(Data on where objects are located)
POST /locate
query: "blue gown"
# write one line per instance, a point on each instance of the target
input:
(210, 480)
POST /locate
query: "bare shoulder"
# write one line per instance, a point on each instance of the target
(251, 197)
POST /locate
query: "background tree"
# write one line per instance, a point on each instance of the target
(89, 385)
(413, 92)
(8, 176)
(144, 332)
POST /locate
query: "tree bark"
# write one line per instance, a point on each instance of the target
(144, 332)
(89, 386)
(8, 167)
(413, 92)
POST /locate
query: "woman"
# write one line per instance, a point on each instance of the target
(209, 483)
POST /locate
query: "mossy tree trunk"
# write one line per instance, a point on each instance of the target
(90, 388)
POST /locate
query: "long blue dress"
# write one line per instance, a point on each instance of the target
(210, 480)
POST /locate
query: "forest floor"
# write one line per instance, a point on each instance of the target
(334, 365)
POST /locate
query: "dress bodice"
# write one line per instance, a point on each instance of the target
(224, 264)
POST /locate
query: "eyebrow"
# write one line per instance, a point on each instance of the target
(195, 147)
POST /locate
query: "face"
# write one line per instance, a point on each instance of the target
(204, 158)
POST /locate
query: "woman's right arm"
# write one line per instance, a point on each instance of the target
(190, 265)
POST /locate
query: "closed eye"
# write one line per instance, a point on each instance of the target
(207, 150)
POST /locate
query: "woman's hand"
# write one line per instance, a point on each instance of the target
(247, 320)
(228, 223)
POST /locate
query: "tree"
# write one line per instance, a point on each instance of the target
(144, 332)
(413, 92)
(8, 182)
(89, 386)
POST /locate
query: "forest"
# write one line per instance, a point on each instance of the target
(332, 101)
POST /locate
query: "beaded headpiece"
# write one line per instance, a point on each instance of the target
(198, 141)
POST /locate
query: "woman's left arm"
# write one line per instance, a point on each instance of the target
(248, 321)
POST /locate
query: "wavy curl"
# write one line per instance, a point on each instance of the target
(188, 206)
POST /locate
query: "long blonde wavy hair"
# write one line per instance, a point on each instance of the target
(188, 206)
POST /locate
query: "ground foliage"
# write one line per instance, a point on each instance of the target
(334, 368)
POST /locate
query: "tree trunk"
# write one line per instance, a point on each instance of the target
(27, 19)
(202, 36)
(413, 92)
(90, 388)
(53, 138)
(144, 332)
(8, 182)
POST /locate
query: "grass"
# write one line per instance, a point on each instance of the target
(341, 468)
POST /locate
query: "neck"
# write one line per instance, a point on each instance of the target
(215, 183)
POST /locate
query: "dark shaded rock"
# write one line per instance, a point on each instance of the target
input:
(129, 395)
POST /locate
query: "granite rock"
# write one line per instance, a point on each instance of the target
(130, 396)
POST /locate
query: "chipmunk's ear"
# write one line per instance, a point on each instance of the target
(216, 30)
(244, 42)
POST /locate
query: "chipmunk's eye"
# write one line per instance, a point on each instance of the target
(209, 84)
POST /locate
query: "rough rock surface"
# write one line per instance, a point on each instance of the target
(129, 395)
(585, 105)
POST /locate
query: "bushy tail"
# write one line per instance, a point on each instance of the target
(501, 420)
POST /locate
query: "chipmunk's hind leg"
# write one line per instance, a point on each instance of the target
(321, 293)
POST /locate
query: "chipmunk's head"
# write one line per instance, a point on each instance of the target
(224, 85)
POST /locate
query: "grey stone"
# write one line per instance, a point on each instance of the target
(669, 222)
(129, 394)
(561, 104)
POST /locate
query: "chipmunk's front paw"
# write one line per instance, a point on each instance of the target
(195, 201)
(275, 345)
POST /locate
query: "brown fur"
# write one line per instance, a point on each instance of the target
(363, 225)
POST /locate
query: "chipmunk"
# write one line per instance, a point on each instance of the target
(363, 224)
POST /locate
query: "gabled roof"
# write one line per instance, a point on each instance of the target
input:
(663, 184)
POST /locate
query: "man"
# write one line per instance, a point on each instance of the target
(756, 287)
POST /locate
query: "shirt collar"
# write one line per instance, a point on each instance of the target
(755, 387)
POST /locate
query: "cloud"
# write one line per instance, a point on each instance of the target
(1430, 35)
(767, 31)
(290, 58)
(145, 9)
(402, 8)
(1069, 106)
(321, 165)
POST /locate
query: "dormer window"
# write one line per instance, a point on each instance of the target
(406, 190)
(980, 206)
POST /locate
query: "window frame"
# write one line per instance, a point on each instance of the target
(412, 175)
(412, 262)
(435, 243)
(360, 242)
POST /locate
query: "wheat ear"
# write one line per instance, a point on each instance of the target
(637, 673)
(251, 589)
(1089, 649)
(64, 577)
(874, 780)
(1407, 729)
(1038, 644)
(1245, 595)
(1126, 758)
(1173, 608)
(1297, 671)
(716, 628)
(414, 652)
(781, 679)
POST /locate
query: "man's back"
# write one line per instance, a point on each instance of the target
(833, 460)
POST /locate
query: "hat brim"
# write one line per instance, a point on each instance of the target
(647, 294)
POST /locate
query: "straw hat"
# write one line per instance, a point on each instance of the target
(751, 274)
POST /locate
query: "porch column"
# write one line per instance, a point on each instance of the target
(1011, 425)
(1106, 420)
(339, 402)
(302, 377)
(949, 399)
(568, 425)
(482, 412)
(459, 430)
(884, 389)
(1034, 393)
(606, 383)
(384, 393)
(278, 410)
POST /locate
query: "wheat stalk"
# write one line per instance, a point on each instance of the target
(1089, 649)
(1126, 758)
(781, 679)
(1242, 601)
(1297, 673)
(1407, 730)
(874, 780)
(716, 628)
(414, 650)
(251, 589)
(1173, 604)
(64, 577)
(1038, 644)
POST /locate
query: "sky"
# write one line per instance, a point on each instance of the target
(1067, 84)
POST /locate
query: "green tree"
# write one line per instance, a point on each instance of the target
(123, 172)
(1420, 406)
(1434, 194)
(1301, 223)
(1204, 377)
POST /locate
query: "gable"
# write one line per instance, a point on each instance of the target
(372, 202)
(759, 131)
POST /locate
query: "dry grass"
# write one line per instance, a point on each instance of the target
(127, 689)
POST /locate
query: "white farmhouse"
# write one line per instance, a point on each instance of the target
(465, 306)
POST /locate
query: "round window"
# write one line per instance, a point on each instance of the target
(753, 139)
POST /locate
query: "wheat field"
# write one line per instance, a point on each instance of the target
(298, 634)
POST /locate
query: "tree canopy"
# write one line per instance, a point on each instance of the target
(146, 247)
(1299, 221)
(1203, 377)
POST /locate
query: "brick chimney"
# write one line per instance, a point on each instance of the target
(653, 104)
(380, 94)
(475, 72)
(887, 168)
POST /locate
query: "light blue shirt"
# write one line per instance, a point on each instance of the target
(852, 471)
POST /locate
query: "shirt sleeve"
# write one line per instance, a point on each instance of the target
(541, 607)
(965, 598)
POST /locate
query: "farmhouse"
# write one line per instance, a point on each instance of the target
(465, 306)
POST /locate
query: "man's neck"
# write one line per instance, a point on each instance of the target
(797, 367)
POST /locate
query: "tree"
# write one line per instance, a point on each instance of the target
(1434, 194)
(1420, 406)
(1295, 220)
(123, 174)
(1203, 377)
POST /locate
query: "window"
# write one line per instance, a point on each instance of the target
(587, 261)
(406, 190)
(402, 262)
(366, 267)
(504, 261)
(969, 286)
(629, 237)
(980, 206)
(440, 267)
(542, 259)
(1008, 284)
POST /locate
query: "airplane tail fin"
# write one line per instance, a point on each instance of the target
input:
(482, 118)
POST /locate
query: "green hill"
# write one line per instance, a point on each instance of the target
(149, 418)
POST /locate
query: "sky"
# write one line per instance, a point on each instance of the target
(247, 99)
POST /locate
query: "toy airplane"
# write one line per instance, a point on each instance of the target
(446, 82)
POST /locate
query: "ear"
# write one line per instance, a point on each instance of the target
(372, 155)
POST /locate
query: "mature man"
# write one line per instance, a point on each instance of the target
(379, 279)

Task objective
Locate every line in the data above that contains the word "shirt", and copy each of those lines.

Exercise response
query: "shirt collar"
query: "light blue shirt"
query: "shirt sleeve"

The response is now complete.